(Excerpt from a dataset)
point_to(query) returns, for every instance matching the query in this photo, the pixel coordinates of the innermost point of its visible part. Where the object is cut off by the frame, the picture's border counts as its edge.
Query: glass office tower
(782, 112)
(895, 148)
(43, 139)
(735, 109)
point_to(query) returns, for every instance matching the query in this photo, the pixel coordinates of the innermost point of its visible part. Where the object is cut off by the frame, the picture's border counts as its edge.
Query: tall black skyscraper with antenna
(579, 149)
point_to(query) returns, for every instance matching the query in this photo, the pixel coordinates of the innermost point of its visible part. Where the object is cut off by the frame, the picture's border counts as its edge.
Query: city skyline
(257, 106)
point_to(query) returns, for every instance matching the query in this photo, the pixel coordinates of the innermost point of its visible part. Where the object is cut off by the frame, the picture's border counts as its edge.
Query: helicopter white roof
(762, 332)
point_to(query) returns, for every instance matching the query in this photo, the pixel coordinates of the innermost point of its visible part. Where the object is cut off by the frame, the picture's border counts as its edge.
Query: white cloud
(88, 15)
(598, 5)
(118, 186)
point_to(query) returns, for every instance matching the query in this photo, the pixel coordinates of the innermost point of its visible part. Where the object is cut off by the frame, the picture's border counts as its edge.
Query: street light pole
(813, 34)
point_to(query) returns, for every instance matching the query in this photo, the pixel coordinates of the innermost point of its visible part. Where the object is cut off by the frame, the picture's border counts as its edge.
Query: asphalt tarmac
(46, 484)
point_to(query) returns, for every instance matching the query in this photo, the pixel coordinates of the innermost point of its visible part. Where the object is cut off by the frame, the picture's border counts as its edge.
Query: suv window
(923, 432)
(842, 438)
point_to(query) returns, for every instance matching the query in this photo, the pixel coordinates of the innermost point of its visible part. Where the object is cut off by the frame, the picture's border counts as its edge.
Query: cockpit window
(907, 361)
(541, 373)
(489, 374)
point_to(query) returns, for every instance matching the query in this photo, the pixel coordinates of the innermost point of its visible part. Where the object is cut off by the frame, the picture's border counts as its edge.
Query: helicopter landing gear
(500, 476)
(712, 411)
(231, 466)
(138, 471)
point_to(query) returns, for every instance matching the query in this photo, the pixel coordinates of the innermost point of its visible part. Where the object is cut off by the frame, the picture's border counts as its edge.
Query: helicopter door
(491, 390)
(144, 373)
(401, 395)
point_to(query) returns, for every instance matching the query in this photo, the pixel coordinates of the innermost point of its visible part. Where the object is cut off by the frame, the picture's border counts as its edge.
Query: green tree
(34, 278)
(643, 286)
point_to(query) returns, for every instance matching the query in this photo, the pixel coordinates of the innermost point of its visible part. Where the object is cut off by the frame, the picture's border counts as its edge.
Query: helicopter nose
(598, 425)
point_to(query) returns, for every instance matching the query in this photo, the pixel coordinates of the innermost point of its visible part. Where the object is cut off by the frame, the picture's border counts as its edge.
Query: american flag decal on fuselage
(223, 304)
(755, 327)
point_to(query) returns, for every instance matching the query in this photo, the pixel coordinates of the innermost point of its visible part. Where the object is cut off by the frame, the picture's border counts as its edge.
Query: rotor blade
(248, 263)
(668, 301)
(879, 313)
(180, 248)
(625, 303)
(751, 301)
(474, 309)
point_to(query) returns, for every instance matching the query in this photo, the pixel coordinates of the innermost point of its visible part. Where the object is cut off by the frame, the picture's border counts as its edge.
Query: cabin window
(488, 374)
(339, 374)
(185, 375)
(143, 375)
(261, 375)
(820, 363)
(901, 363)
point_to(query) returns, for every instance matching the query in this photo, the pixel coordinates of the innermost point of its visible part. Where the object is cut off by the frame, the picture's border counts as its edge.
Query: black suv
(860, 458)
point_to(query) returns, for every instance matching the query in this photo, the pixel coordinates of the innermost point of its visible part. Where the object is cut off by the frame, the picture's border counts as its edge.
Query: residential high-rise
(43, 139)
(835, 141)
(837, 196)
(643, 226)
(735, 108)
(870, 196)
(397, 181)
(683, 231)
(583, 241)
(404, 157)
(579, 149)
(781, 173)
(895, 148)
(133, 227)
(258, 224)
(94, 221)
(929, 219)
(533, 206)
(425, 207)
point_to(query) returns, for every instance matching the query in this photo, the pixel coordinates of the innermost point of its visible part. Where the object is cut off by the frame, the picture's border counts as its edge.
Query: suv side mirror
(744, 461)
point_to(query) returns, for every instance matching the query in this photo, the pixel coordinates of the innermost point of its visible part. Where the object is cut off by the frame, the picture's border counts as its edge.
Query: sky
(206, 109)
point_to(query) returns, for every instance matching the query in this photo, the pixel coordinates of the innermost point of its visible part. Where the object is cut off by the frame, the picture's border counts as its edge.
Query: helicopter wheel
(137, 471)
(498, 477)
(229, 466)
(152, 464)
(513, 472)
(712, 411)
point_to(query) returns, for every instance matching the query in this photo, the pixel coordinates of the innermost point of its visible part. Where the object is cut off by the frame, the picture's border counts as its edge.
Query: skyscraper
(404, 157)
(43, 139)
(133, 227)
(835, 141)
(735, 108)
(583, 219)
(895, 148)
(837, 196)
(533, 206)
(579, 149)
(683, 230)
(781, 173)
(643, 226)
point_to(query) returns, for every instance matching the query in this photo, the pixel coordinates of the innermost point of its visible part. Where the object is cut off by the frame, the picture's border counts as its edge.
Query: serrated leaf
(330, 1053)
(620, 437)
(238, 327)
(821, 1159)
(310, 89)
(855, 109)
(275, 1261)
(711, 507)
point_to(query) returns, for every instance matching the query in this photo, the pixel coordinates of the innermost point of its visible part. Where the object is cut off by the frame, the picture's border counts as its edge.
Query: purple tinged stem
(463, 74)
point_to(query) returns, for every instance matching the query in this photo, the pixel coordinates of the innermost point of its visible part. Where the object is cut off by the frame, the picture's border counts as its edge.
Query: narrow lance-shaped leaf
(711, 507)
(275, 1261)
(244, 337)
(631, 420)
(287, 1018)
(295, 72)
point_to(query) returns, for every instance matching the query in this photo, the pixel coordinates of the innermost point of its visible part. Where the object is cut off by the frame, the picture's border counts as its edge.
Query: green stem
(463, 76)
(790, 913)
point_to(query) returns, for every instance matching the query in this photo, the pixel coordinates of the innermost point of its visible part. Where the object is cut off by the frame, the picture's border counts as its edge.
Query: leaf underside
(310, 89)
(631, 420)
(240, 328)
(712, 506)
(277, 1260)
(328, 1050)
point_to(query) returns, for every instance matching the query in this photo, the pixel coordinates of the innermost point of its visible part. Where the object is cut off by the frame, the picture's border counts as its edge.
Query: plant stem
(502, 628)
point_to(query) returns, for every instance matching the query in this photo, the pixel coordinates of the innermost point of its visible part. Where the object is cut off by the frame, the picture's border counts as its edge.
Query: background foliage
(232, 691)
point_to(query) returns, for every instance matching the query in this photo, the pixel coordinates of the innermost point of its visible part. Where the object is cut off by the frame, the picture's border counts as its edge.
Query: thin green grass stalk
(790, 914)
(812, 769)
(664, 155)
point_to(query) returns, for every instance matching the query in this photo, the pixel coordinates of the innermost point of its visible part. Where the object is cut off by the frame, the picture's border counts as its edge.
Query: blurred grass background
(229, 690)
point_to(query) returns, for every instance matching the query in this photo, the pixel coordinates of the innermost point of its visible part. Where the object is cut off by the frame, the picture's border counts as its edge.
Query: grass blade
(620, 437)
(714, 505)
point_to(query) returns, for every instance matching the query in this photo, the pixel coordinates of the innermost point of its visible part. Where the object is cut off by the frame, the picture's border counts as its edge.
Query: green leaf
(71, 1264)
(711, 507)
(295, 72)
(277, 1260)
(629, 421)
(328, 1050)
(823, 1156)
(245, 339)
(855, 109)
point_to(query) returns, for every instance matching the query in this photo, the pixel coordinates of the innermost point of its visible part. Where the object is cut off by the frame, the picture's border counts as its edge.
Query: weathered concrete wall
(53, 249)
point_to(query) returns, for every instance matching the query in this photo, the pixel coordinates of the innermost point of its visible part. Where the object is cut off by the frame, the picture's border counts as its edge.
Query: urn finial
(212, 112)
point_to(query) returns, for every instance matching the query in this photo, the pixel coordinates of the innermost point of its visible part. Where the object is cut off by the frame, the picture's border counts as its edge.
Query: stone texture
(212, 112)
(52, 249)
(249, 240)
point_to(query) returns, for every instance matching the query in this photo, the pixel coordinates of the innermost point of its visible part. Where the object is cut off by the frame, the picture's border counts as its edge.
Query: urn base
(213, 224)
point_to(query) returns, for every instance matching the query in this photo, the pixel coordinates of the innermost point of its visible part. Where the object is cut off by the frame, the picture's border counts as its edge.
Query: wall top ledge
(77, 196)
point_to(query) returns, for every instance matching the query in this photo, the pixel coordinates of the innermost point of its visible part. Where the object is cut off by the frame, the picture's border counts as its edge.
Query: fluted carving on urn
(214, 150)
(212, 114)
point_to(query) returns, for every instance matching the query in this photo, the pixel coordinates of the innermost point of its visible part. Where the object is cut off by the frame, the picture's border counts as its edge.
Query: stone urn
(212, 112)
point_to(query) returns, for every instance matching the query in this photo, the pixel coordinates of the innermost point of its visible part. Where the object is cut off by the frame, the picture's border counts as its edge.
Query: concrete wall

> [Task goal]: Convert the data above into a numbered list, starting at its first line and stopping after the line that contains "Query: glass office tower". Leave out any blank lines.

> [The reply]:
1. point_to(query) returns, for every instance matching the query in this photo, the pixel coordinates of the innermost point of its visible part. Where the object is cut off by the frame, the picture's border counts as its edge.
2. Query: glass office tower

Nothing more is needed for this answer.